[Start of Attachment]
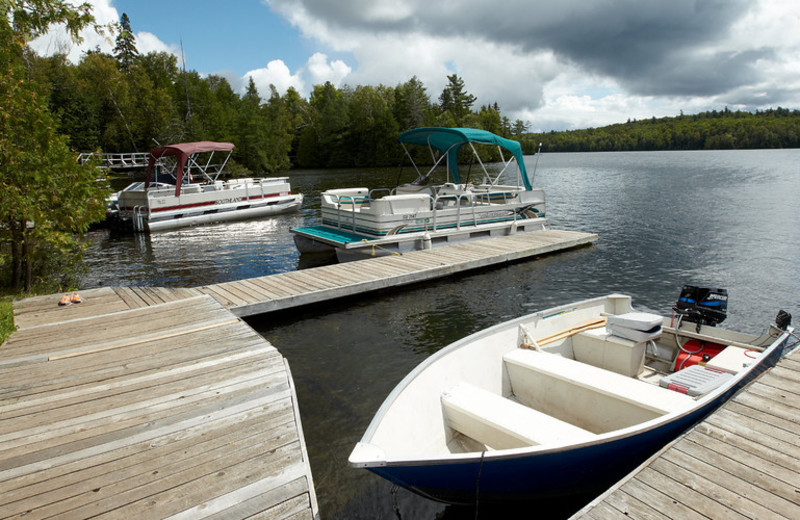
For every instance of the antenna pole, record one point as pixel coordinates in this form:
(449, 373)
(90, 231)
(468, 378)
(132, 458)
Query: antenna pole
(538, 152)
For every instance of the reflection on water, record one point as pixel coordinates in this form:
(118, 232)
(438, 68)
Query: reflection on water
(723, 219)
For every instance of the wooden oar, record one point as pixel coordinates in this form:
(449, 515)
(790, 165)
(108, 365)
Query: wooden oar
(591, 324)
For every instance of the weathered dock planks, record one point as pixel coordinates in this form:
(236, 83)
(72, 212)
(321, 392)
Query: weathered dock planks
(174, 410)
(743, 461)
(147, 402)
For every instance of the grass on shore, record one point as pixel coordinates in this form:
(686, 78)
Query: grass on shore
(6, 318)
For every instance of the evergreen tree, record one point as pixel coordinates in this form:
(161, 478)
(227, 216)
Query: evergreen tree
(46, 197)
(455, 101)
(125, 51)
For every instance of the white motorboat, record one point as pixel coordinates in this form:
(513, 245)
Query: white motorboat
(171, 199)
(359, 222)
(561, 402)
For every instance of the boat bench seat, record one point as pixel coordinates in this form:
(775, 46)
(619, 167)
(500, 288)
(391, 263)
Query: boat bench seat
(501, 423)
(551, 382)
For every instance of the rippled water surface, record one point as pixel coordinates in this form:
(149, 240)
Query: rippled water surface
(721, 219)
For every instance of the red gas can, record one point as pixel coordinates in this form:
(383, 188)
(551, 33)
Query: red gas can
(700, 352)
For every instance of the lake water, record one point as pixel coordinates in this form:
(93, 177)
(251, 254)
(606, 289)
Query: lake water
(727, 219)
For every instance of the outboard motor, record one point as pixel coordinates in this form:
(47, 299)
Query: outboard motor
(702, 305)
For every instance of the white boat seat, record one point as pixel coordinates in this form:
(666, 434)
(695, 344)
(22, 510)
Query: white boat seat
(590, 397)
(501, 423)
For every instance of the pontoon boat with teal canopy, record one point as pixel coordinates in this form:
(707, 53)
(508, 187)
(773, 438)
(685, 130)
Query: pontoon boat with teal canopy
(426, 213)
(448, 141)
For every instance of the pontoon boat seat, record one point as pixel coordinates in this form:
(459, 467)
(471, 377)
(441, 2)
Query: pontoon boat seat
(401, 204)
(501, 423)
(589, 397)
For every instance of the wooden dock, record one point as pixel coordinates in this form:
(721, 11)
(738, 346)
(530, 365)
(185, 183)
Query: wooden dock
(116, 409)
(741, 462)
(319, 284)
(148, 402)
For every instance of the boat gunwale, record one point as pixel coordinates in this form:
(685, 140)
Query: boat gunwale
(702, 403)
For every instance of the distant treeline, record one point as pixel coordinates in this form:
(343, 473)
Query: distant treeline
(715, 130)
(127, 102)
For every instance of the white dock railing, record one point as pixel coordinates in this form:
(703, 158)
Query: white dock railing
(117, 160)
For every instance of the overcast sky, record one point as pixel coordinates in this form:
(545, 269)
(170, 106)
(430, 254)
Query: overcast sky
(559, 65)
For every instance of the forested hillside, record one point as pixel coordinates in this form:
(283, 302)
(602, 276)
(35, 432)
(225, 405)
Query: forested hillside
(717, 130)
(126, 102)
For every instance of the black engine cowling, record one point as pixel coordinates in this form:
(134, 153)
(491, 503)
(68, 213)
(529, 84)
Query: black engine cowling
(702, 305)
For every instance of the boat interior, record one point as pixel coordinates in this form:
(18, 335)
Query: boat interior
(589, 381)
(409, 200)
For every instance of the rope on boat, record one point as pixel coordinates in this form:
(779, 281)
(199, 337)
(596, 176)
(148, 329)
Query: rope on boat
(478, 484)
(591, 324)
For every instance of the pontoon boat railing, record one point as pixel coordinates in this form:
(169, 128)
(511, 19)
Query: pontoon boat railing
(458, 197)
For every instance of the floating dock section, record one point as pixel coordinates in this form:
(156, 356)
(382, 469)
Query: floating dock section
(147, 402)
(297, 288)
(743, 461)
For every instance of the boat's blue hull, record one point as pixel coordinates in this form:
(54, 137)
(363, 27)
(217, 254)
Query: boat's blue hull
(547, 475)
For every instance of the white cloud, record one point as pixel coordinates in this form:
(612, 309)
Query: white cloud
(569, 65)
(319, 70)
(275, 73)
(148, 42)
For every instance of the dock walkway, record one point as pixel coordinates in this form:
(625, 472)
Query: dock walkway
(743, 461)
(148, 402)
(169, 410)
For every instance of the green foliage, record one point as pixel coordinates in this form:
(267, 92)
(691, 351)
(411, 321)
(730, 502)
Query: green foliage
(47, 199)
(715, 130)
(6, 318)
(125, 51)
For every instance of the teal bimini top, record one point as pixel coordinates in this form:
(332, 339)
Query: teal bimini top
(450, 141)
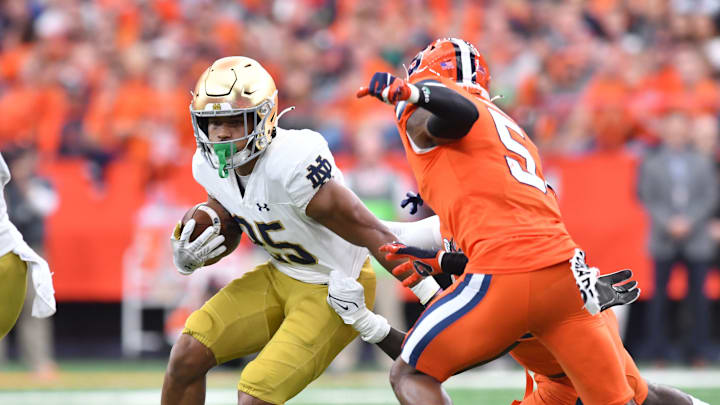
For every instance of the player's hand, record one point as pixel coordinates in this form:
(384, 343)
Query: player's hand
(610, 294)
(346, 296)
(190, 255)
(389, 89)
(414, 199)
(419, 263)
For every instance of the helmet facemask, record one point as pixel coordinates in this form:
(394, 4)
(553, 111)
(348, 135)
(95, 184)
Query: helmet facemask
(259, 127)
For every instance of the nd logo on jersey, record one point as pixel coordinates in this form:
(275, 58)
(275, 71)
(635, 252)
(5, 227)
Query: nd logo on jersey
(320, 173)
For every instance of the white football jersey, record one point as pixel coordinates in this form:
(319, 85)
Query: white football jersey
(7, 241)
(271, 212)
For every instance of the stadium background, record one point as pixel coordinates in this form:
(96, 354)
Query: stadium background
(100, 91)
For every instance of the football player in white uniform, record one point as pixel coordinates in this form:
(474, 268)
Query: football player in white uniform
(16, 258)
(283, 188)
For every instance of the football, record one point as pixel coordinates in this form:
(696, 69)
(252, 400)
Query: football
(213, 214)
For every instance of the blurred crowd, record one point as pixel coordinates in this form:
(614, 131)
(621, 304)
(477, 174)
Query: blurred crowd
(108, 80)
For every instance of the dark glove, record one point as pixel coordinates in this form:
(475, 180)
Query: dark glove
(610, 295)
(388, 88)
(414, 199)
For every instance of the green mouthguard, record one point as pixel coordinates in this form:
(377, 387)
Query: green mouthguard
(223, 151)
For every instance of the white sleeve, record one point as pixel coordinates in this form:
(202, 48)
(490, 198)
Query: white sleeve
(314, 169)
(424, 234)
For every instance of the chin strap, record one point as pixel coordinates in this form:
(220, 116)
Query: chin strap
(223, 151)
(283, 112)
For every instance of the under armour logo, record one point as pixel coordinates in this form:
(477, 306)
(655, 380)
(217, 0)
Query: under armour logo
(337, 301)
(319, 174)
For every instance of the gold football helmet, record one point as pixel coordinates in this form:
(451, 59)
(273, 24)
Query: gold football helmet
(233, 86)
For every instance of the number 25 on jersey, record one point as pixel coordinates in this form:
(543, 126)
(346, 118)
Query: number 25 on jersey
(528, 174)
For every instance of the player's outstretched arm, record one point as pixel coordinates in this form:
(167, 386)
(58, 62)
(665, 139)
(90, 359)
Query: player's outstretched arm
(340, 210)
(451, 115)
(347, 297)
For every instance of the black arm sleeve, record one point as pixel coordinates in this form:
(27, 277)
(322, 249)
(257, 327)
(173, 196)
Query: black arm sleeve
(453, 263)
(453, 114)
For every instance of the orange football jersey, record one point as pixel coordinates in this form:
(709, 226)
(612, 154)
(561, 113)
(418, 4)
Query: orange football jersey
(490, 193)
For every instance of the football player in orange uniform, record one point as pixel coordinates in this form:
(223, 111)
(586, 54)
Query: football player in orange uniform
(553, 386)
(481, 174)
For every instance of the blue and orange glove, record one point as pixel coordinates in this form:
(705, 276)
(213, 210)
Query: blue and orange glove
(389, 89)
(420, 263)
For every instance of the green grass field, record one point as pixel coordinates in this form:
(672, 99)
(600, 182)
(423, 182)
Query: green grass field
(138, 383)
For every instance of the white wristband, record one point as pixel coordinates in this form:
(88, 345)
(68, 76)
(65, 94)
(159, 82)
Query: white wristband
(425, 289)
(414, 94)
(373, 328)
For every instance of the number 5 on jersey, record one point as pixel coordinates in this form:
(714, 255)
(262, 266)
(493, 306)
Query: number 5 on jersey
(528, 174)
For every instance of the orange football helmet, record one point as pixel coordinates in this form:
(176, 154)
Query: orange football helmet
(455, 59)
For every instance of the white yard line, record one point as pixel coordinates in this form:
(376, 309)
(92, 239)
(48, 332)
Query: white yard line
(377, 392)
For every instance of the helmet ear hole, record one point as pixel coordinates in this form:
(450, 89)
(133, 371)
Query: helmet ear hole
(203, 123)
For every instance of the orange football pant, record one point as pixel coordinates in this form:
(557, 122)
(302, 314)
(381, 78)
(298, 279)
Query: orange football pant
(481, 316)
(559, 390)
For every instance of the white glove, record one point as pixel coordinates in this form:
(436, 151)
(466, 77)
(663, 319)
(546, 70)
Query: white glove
[End of Attachment]
[Start of Attachment]
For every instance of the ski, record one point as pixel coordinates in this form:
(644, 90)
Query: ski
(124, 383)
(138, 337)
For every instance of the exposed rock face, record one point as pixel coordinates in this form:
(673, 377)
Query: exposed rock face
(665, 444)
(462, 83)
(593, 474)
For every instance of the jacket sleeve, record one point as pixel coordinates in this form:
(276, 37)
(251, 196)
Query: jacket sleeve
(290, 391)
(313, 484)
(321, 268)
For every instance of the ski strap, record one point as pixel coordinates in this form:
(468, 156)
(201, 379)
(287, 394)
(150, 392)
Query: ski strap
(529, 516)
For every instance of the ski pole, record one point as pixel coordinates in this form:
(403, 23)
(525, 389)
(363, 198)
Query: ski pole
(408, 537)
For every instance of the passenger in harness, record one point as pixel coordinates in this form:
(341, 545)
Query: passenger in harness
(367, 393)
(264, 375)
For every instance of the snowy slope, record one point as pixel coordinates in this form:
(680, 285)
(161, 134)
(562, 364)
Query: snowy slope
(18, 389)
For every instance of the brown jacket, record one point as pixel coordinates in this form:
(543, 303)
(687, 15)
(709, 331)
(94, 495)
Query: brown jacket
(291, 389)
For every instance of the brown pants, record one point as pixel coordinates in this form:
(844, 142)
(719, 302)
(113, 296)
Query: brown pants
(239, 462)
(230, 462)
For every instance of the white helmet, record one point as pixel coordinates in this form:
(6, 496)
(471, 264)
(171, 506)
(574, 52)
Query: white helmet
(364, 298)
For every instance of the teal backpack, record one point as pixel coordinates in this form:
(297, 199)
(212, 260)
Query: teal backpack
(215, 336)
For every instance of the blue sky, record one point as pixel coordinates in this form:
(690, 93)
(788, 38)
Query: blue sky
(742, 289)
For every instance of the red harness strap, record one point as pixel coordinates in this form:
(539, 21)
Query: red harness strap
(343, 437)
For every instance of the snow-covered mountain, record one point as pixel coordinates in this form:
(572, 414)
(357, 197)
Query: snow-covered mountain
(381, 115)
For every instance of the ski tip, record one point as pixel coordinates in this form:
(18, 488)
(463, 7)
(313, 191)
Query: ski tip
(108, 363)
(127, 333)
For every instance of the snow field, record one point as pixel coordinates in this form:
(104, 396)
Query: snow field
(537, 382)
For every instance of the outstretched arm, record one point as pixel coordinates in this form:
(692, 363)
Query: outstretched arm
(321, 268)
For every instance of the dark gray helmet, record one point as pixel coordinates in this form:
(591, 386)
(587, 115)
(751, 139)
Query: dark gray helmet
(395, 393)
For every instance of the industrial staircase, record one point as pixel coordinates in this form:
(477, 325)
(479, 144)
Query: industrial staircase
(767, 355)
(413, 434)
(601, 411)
[End of Attachment]
*Work instructions*.
Output the lines above between the one holding "Query: overcast sky" and the one holding "For every instance of the black engine", inclusive, with nothing before or after them.

*Expected output*.
Query: overcast sky
(559, 65)
For every instance of the forested hillside, record one point as pixel coordinates in this form:
(283, 302)
(602, 276)
(35, 432)
(225, 405)
Query: forested hillside
(717, 130)
(126, 102)
For every instance of the black engine cowling, record one point as pixel coordinates in this form:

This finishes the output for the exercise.